**Job**
Render the material below as a Markdown table with the columns Row and Line, starting at the line that contains "Exercise. Pick out the butterfly forewing" and ending at the line that contains "pixel 97 93". Number each line and leave out any blank lines.

(Records excerpted from a collection)
- - -

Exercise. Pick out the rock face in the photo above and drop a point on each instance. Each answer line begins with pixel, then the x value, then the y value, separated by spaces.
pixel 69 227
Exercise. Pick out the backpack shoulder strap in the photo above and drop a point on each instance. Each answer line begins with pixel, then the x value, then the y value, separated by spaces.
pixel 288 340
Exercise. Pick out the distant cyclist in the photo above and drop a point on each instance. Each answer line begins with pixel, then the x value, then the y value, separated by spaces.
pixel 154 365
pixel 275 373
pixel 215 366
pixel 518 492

- - -

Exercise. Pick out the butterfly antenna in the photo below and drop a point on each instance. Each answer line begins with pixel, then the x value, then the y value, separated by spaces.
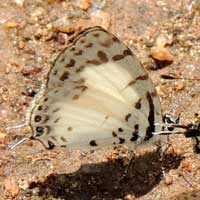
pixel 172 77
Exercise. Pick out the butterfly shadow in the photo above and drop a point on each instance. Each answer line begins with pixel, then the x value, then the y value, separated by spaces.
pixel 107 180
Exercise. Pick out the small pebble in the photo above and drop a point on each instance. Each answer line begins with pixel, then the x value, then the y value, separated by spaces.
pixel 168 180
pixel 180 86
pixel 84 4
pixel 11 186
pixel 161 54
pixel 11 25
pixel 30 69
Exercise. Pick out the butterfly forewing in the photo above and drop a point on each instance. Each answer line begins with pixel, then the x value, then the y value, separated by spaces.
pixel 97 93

- - -

**Exercise solution**
| Row | Line |
|---|---|
| 1 | Exercise. Pick out the butterfly forewing in the photo above and drop a point on each instance. Each answer line begins with pixel, then the x value, then the y value, separated by spaces. |
| 2 | pixel 97 93 |